↓

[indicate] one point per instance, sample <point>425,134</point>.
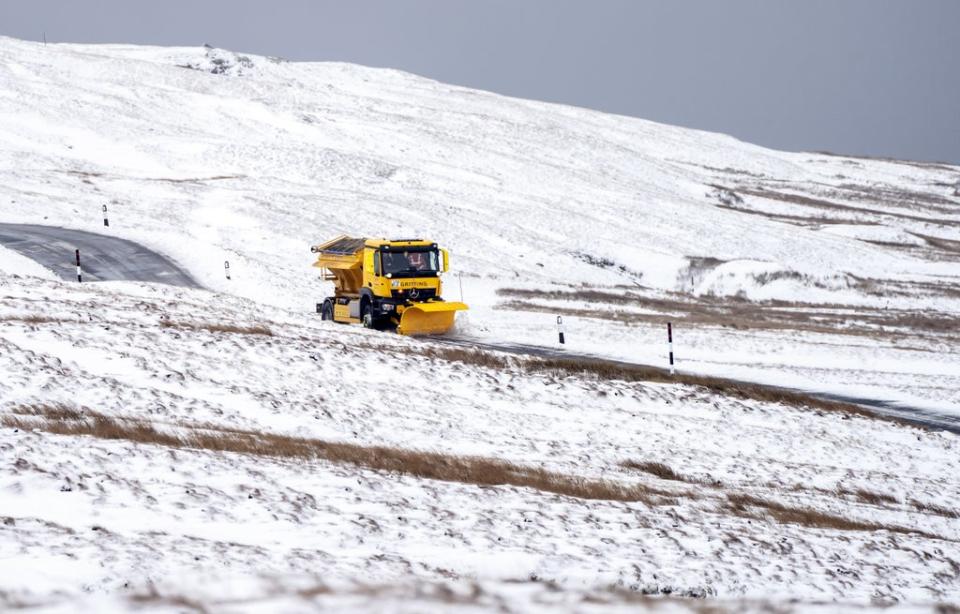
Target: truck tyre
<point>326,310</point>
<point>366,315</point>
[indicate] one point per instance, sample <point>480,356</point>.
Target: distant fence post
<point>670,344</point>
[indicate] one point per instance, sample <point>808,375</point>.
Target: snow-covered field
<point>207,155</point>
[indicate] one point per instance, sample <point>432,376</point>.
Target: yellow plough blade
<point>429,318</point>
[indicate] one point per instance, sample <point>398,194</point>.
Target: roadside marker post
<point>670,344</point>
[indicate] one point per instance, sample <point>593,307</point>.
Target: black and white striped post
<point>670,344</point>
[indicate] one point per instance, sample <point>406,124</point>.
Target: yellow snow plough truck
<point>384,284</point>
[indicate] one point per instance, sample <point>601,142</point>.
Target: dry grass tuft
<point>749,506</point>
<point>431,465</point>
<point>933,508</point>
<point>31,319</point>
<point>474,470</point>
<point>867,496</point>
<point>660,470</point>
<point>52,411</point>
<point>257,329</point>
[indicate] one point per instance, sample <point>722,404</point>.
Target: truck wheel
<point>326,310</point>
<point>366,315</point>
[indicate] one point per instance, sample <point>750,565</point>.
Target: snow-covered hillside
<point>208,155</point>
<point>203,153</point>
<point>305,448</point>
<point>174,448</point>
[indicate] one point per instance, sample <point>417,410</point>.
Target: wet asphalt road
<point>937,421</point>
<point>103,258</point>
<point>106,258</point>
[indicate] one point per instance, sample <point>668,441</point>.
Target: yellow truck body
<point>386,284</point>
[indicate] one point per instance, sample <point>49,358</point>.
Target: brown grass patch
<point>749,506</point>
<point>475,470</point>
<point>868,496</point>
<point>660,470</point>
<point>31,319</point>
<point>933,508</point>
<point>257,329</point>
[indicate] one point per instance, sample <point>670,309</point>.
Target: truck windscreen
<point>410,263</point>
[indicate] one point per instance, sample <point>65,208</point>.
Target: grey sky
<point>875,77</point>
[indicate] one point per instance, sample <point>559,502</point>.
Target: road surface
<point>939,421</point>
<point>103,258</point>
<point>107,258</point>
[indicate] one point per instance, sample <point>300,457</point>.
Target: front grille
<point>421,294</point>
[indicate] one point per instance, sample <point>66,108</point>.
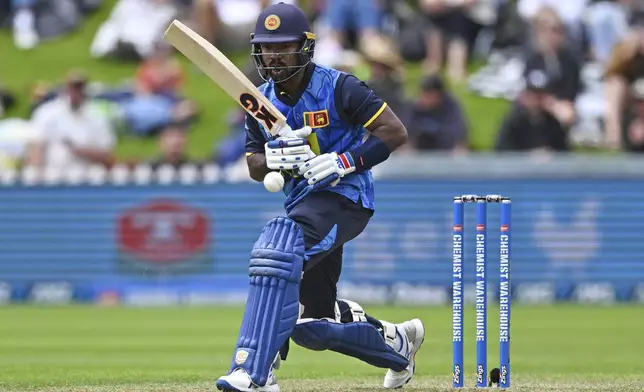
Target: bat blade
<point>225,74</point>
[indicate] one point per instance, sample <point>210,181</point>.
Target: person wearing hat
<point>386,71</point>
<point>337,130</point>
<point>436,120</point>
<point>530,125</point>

↑

**WHAT YOU ARE ASKED TO DO**
Reproduce the stretch of the listing from its start through the line containing "<point>410,263</point>", substituting "tire" for "tyre" and keeping everything else unchanged. Leave the pictures out of your answer.

**WRITTEN SOLUTION**
[indicate] one point per instance, sample <point>425,134</point>.
Target: truck tire
<point>326,310</point>
<point>366,315</point>
[indicate] one point per instance, sample <point>480,356</point>.
Target: distant fence post
<point>670,344</point>
[indicate] one point per instance, sample <point>808,375</point>.
Target: snow-covered field
<point>207,155</point>
[indicate] one point per instance, sample <point>432,376</point>.
Target: yellow plough blade
<point>429,318</point>
[indicate] one point per instance, sample <point>398,194</point>.
Target: roadside marker post
<point>670,344</point>
[indicate] one point per instance, sample <point>593,307</point>.
Target: black and white striped post
<point>670,344</point>
[indicate] one point per instance, sample <point>406,124</point>.
Target: yellow snow plough truck
<point>384,284</point>
[indicate] one point per instance, sample <point>601,142</point>.
Target: dry grass tuft
<point>749,506</point>
<point>431,465</point>
<point>933,508</point>
<point>31,319</point>
<point>474,470</point>
<point>867,496</point>
<point>660,470</point>
<point>52,411</point>
<point>257,329</point>
[indicate] one point per instance, sample <point>722,404</point>.
Target: truck wheel
<point>326,310</point>
<point>366,315</point>
[indicate] one point per instance, sample <point>750,565</point>.
Target: snow-covered hillside
<point>208,155</point>
<point>203,153</point>
<point>305,448</point>
<point>174,448</point>
[indicate] one point per instance, sample <point>417,410</point>.
Target: wet asphalt road
<point>937,421</point>
<point>103,258</point>
<point>106,258</point>
[indicate] one point per instance, sample <point>668,441</point>.
Target: yellow truck body
<point>386,284</point>
[indicate] one point per instance, sample <point>49,358</point>.
Target: brown grass patch
<point>749,506</point>
<point>475,470</point>
<point>868,496</point>
<point>660,470</point>
<point>31,319</point>
<point>933,508</point>
<point>257,329</point>
[indicate] one point per instance, sample <point>670,309</point>.
Target: truck windscreen
<point>410,263</point>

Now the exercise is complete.